Task
A copy is needed of each line in the records that has the word "patch".

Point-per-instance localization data
= = = = =
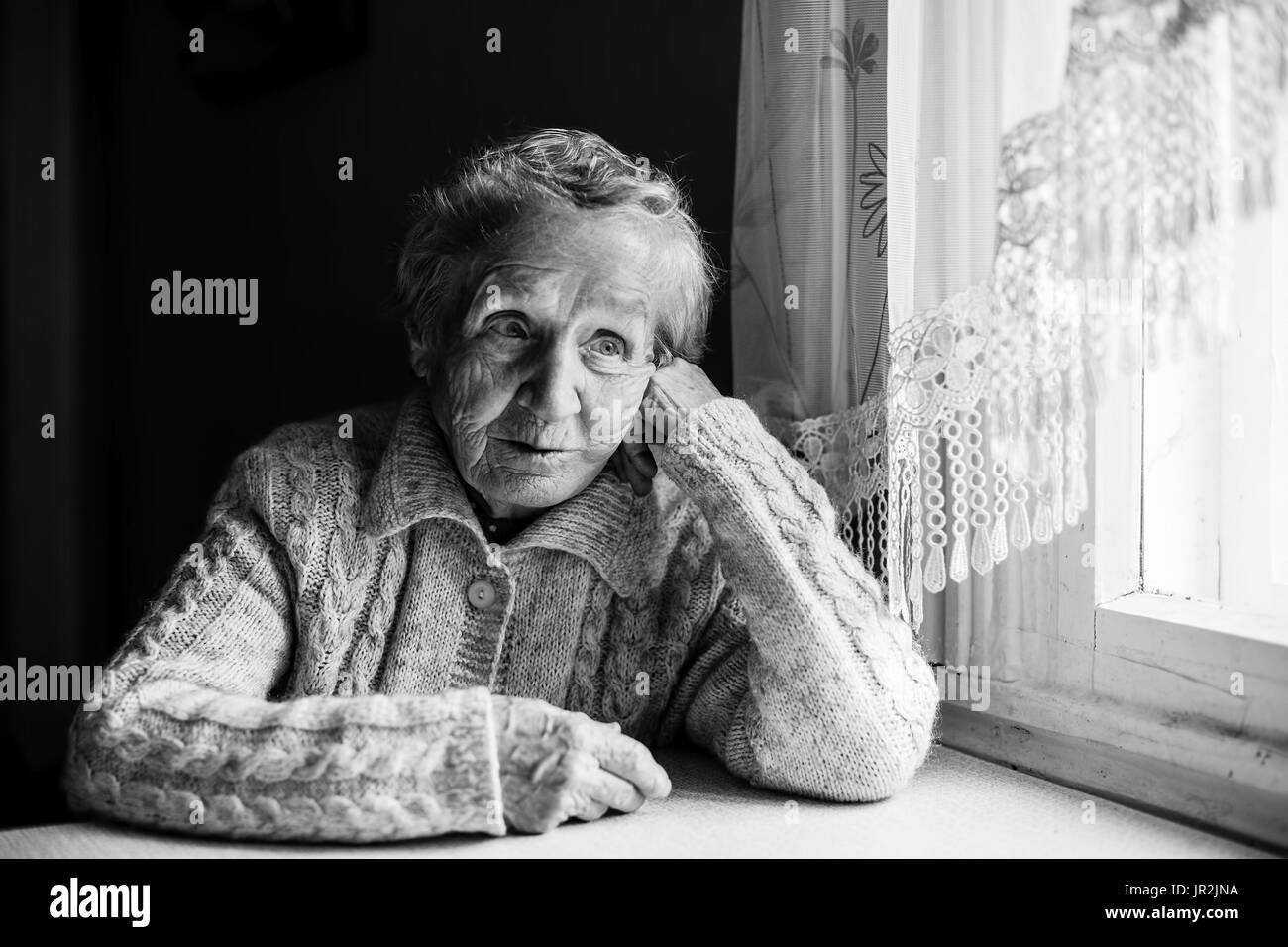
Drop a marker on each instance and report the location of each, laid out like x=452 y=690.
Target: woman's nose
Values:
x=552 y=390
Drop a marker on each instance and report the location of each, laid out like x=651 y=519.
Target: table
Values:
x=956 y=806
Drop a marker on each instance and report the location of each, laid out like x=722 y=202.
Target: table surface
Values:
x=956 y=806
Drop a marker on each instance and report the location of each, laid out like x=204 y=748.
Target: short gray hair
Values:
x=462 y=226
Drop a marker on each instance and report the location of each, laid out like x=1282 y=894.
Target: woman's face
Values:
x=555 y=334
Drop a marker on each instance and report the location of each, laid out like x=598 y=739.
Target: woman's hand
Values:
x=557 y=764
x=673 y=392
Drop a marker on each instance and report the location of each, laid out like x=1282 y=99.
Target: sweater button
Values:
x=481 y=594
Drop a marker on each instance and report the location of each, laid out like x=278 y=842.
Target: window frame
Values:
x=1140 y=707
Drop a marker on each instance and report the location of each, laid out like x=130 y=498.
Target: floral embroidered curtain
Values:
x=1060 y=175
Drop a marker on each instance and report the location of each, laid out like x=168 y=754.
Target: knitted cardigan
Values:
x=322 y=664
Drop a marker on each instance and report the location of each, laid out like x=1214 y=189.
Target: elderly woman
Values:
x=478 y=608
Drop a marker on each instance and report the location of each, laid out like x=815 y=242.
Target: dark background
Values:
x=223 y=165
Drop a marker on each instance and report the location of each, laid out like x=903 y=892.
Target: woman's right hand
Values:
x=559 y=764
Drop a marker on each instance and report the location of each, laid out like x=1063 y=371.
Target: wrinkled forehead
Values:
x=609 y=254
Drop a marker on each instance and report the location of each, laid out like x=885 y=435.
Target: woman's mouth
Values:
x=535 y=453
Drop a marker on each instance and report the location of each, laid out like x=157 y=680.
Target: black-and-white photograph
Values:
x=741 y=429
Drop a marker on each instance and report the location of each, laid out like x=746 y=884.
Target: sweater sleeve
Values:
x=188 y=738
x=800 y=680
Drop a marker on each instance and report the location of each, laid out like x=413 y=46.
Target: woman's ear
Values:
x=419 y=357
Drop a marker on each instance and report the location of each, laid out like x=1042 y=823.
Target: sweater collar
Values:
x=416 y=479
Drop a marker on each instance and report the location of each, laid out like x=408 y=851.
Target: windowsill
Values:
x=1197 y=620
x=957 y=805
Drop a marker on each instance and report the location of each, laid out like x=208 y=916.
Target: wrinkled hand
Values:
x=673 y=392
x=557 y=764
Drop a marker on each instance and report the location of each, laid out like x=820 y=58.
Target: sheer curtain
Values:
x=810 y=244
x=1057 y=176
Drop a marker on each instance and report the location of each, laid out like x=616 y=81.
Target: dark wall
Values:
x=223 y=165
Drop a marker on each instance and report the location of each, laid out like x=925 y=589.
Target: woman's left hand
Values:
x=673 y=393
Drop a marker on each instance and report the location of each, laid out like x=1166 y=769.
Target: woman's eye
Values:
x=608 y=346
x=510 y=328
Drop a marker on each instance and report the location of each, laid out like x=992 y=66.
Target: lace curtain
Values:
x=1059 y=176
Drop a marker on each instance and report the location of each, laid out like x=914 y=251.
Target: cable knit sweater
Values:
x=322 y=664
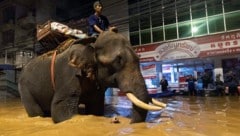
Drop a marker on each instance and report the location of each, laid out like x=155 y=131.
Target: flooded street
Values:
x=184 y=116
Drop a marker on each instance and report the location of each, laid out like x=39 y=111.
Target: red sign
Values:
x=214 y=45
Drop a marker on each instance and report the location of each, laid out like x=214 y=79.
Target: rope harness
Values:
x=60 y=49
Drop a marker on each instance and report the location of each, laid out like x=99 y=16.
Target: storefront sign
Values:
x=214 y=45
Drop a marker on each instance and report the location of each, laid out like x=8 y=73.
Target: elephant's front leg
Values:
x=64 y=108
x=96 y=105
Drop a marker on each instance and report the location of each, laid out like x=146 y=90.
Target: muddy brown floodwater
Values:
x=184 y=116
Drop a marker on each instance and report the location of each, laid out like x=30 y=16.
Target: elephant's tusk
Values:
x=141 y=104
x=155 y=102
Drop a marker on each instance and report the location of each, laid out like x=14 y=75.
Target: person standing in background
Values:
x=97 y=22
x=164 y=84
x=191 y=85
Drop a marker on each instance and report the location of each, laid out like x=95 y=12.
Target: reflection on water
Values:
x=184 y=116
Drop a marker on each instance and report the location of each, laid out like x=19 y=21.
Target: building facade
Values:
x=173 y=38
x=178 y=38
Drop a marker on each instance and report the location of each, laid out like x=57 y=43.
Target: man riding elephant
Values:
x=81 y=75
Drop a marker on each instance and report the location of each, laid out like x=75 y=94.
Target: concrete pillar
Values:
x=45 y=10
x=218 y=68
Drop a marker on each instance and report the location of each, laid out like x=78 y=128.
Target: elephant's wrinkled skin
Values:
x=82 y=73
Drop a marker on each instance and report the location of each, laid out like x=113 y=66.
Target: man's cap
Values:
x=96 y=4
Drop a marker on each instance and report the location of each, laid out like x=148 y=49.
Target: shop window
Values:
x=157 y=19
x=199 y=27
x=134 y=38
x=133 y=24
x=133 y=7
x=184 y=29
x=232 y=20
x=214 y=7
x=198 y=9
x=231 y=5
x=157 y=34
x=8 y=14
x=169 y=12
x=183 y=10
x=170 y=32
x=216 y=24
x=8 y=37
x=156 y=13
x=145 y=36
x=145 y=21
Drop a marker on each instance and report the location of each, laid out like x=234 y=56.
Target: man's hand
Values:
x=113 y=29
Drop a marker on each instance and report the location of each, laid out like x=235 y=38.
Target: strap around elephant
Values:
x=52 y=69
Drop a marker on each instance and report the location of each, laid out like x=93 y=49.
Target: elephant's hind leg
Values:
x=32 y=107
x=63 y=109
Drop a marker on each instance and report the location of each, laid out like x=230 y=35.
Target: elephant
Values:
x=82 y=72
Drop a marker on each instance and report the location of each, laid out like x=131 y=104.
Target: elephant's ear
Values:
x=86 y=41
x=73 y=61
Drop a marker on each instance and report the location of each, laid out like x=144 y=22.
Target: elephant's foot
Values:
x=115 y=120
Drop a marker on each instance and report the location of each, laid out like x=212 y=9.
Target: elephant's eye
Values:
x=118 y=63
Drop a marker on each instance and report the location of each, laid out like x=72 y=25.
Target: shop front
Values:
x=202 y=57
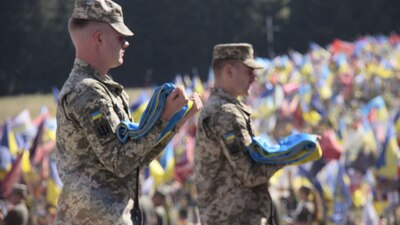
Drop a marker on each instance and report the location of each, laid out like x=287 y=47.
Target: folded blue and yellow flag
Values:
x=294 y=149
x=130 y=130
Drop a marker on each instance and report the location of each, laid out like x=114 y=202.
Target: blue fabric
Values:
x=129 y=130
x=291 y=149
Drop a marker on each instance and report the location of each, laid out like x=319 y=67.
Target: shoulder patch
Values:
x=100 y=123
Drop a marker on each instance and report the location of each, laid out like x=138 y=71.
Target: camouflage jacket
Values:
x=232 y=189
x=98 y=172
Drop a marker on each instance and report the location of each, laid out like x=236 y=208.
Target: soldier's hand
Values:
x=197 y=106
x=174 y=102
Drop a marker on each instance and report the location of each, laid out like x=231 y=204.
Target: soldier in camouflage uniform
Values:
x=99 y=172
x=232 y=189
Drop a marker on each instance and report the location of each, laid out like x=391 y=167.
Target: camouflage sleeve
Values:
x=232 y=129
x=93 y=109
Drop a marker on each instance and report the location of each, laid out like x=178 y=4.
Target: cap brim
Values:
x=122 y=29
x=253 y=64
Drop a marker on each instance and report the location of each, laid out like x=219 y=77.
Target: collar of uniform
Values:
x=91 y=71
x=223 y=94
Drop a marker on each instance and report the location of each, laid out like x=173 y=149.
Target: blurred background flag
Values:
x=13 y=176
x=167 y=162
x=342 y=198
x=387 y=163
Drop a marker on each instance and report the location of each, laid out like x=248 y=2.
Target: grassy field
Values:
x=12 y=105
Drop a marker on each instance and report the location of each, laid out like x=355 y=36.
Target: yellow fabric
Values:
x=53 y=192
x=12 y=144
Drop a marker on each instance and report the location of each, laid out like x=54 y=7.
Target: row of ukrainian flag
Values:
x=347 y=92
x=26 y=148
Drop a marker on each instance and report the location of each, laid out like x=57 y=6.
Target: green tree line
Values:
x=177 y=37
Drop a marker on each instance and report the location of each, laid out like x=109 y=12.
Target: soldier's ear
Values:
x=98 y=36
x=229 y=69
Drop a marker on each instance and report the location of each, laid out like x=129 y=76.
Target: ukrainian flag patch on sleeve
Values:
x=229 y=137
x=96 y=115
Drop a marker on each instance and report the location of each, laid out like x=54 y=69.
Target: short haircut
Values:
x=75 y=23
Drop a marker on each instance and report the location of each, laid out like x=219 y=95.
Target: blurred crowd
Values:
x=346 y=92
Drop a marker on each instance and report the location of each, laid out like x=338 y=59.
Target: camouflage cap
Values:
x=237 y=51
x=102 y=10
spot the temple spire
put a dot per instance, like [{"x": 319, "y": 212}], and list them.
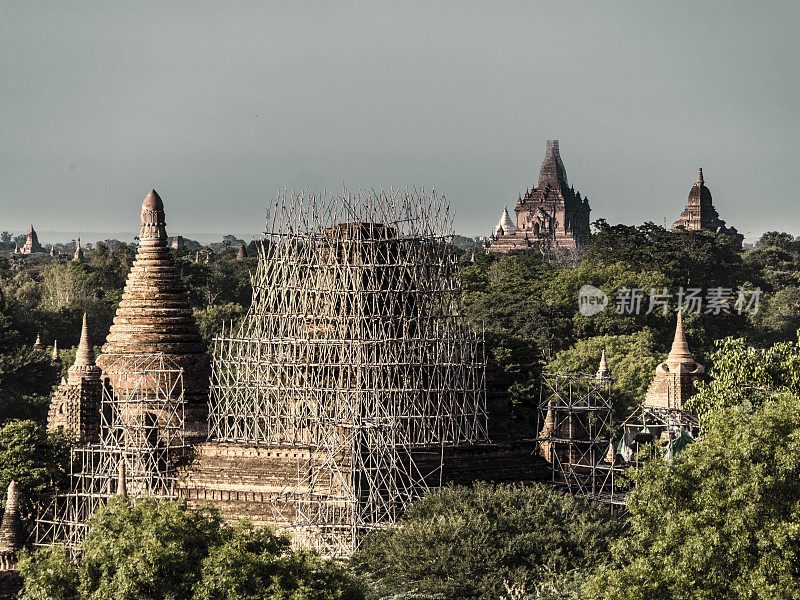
= = = = =
Task solution
Target: shoulder patch
Target: ukrainian flag patch on sleeve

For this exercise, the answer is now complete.